*THE PROBLEM*:
Report each line of the entries below that includes "crane".

─── ENTRIES SHOWN ───

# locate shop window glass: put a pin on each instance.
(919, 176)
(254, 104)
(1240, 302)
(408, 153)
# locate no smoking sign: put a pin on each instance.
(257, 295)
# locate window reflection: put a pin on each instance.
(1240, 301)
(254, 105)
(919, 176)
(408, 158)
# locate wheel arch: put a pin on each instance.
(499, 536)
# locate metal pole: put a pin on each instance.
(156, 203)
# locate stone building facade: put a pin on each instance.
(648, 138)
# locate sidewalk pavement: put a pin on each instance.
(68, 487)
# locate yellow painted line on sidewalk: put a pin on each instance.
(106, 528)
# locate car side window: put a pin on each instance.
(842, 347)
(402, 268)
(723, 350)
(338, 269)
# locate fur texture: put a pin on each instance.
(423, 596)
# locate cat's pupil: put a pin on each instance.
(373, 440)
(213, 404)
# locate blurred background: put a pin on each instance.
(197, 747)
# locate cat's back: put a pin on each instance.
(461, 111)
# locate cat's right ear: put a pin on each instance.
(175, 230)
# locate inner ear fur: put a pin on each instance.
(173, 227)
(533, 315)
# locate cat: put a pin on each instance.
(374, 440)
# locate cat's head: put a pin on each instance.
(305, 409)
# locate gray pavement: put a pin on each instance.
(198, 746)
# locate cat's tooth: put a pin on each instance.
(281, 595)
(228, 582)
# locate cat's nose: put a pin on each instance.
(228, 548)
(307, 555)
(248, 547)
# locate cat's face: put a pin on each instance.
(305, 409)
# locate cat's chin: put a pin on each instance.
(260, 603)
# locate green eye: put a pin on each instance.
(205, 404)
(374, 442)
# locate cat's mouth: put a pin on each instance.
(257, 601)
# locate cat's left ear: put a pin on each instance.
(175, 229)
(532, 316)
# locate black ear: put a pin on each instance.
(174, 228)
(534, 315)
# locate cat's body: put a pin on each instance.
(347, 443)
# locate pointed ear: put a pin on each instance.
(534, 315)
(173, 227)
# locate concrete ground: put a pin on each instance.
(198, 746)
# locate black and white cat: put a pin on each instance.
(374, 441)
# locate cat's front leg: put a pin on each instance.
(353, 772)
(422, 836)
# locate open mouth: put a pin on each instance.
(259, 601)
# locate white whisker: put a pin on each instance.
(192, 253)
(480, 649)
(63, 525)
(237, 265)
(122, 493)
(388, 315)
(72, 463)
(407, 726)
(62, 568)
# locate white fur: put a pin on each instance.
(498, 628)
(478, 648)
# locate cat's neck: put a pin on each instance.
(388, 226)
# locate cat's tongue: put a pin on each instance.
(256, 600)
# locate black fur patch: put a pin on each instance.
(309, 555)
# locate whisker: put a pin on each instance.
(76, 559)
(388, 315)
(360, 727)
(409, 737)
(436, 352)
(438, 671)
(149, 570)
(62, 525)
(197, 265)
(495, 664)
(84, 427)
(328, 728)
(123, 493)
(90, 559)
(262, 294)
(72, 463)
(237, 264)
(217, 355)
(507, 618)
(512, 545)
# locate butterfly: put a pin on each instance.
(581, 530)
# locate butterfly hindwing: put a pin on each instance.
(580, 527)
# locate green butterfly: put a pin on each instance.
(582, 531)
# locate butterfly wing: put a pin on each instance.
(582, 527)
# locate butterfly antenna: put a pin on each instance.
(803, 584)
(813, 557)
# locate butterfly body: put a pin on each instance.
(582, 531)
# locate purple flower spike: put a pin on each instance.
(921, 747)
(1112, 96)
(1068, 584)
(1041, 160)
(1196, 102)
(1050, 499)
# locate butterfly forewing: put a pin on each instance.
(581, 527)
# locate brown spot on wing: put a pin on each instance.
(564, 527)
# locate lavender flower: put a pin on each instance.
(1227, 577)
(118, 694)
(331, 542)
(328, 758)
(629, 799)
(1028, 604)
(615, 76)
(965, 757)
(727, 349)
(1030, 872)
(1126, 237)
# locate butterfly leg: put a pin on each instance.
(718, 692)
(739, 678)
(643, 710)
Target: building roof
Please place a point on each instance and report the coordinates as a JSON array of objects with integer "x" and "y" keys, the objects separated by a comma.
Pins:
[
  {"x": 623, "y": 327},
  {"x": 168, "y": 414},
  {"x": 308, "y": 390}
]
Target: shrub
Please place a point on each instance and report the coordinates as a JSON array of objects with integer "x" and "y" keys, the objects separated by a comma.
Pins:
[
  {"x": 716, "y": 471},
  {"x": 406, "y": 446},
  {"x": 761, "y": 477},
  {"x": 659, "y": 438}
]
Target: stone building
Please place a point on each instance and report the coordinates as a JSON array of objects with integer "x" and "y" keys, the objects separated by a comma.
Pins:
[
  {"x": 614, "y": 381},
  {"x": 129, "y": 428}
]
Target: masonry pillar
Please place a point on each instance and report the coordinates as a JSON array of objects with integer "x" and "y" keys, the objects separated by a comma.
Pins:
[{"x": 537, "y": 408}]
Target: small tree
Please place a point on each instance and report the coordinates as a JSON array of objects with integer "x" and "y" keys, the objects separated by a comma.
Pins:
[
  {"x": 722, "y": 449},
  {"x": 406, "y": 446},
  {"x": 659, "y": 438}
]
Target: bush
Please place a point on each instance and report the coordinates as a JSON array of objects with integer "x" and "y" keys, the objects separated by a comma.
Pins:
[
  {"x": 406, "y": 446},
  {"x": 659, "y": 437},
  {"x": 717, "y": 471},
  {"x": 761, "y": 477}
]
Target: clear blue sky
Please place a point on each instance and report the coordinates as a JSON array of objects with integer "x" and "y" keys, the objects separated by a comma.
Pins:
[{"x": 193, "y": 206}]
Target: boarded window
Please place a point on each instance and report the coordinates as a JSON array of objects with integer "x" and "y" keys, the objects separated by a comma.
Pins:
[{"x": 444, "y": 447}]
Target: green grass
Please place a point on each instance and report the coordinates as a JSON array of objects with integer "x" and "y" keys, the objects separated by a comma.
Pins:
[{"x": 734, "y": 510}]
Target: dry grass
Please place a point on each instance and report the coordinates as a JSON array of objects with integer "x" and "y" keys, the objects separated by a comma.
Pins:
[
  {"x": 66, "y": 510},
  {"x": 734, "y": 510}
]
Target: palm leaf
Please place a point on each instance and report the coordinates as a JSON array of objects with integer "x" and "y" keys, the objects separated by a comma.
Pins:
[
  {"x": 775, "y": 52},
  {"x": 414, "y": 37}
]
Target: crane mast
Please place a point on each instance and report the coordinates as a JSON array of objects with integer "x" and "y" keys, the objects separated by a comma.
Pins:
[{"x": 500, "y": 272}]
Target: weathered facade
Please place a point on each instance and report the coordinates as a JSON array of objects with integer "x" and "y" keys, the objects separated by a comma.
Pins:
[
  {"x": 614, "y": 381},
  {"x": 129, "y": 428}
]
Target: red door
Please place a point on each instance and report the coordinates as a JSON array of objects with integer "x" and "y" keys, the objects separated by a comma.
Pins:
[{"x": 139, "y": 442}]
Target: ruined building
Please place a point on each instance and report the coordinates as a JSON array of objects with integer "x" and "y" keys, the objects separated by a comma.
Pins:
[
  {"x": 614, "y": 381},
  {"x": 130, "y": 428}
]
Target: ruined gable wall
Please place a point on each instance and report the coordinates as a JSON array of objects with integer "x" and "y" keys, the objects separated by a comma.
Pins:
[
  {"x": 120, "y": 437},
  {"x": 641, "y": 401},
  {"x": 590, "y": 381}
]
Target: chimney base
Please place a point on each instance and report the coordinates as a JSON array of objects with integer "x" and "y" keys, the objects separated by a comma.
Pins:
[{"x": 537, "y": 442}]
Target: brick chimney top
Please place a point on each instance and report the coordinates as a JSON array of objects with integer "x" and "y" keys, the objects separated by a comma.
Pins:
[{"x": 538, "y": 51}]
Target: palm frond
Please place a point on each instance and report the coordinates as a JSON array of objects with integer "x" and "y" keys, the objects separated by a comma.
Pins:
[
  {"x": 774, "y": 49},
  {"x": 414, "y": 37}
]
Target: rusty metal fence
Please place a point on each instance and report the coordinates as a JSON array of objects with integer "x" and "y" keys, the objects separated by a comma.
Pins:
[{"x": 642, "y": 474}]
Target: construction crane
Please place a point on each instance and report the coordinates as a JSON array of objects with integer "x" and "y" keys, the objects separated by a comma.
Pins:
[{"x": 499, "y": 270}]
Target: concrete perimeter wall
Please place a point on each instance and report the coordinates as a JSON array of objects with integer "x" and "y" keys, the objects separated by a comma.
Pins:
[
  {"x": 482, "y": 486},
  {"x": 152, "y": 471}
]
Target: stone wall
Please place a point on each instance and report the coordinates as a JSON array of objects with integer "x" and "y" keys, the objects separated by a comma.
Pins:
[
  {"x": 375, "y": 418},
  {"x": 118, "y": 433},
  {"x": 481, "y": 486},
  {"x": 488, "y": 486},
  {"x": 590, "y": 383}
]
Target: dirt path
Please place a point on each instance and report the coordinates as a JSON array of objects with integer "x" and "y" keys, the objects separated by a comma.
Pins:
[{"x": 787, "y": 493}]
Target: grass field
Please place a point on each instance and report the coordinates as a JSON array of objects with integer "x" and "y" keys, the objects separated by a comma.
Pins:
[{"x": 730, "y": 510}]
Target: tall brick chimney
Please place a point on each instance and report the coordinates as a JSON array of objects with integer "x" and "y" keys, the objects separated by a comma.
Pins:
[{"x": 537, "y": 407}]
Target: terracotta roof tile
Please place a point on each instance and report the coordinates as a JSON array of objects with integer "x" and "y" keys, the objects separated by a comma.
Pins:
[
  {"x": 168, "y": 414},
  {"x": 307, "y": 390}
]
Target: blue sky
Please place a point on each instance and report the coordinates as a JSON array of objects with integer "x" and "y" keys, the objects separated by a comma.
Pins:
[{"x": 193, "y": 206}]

───

*EXERCISE RESULT*:
Target: crane mast
Target: construction crane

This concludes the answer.